TASK STATEMENT: Extract every line from the rows below that contains the string "sandal". Matching is case-sensitive.

RECORDS FOR THIS EXERCISE:
--- BEGIN ---
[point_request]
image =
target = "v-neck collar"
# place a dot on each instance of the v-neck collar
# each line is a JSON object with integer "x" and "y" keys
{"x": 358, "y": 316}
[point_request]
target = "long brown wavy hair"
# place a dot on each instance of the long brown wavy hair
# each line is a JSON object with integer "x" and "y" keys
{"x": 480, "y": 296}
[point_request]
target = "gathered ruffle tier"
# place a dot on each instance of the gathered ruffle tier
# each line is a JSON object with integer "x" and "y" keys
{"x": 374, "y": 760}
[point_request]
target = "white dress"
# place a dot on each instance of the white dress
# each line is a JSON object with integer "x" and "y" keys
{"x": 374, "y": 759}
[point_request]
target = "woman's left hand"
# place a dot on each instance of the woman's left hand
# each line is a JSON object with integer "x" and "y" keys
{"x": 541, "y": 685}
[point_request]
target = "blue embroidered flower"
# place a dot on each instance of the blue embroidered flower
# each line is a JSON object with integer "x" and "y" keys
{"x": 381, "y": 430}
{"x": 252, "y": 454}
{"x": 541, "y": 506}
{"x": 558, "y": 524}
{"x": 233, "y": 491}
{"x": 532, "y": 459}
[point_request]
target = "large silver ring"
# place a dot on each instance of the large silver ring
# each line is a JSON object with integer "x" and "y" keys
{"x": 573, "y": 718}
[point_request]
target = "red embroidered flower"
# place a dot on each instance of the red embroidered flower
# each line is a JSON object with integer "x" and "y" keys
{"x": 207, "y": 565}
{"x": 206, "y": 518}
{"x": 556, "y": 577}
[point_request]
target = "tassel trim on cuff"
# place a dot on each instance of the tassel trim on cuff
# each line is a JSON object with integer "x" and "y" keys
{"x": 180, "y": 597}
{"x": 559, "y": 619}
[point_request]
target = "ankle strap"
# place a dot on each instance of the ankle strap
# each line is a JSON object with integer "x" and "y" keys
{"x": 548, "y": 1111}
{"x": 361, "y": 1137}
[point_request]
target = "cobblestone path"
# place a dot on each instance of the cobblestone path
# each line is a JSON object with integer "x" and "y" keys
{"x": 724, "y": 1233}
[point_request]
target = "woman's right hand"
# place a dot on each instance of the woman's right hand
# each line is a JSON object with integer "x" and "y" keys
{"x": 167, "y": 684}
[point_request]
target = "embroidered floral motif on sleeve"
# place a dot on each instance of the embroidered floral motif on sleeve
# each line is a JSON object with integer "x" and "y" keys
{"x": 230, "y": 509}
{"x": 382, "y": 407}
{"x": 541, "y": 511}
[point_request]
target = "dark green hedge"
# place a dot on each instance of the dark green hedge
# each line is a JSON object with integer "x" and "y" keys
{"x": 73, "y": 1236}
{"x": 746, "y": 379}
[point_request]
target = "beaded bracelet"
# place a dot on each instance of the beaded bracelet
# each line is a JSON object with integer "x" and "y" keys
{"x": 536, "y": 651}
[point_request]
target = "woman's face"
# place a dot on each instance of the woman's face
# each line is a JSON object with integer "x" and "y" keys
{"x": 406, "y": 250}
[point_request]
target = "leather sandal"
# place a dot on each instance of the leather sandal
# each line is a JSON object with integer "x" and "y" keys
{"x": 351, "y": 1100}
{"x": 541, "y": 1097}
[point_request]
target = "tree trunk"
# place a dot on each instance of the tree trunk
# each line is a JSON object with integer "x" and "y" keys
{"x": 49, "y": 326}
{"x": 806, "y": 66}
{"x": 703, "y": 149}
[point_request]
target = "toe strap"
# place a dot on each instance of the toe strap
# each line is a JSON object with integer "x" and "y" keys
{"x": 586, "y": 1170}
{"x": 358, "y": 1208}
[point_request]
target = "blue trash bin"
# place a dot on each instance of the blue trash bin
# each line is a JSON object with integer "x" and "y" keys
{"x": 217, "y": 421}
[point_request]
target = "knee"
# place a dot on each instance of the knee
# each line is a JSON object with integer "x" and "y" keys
--- END ---
RESULT OF THE EXERCISE:
target = "leather sandal"
# place a dot on each instance of the leather sandal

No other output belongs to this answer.